Werder Bremen spielt wie ein Absteiger
18. Mai 2020Viele leichte Fehler im Aufbau, kein Flügelspiel, schwache Verteidigung bei Standards und hohen Bällen, wenig Tempo und - wenn es dann tatsächlich mal eine der seltenen Tormöglichkeit gab - auch noch mangelnde Chancenverwertung. Im Grunde hat Werder Bremen im "Geister-Montagabendspiel" gegen Bayer 04 Leverkusen (1:4) alles gezeigt, was es braucht, um aus der Bundesliga abzusteigen.
Dabei hatte vor der Partie bei den Grün-Weißen durchaus noch Hoffnung bestanden: "Die elektrisierende Stimmung auf den Straßen, die man sonst vor jedem Bundesligaspiel merkt, die war natürlich heute nicht da", räumte Werder-Trainer Florian Kohfeldt vor dem Anpfiff bei DAZN ein, schob aber direkt nach: "Aber die innere Anspannung im Bus, die war sehr hoch. Ich bin mir sicher, dass wir auch die Anspannung auf den Platz bringen werden."

BEREITGESTELLTE DATEN |

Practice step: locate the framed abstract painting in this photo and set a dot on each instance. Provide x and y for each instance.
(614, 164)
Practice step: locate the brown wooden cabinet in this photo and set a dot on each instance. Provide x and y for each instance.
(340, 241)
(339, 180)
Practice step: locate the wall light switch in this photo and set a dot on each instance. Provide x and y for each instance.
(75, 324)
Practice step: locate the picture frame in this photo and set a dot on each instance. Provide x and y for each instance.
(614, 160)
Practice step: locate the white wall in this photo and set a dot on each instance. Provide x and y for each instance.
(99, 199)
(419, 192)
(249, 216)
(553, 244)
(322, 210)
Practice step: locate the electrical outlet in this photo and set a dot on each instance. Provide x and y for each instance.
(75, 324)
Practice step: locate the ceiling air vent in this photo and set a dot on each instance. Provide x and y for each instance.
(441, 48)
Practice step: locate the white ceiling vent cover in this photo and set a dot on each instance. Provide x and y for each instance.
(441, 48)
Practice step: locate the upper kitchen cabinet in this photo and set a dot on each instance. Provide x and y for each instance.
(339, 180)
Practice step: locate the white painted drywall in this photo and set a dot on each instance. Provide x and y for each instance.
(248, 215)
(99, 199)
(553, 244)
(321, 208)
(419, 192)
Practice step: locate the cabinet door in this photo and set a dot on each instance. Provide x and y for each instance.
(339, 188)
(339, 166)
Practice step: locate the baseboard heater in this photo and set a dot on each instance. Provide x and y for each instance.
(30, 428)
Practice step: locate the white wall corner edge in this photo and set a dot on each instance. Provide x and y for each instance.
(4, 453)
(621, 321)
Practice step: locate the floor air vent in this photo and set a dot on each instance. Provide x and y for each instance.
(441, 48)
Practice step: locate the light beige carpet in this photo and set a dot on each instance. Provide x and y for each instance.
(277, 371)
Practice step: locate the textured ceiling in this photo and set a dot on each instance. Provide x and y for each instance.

AUFGABEN |
[1] Beantworten Sie diese Fragen zum Bericht über Werder Bremen:
(a) Gegen welchen Gegner verlor Werder Bremen, und mit welchem Ergebnis?
(b) Wie heißt der Werder-Trainer?
(c) Bei welchem Sender äußerte sich der Trainer vor dem Anpfiff?
[2] Wie könnte der Bericht über Werder Bremen nach Kohfeldts Zitat weitergehen? Schreiben Sie die Fortsetzung.

LÖSUNGEN |
[1]
(a) Gegen Bayer 04 Leverkusen, mit 1:4.
(b) Florian Kohfeldt.
(c) Bei DAZN.

[2]
Trostloser Auftritt
Taten folgten nach dieser Ansage aber so gut wie keine. Die Leverkusener, deren Trainer Peter Bosz in der Startelf auf den erst 17-jährigen Debütanten Florian Wirtz vertraute (dazu unsere Bildergalerie am Ende dieses Textes), hatte das Spiel mehr oder weniger über die gesamte Spielzeit im Griff. Nur nach dem einzigen Werder-Tor des Abends zum zwischenzeitlichen 1:1 nach einer halben Stunde wirkten die Bremer kurz selbstbewusst. Ansonsten war ihr Spiel ähnlich trostlos wie die Atmosphäre in der leeren Arena.
Und als Erklärung für die hohe Heimniederlage kamen anschließend nur Phrasen, die ebenfalls eine gewisse Hilflosigkeit offenbarten: "Leverkusen hat eine sehr gute Mannschaft mit viel Qualität", sagte Bremens Kapitän Niklas Moisander auf DAZN. "Wir haben alles gegeben, aber es hat nicht gereicht." Kampfgeist, ein Aufbäumen gegen die drohende Pleite war zuvor auch auf dem Platz meist nicht zu sehen gewesen.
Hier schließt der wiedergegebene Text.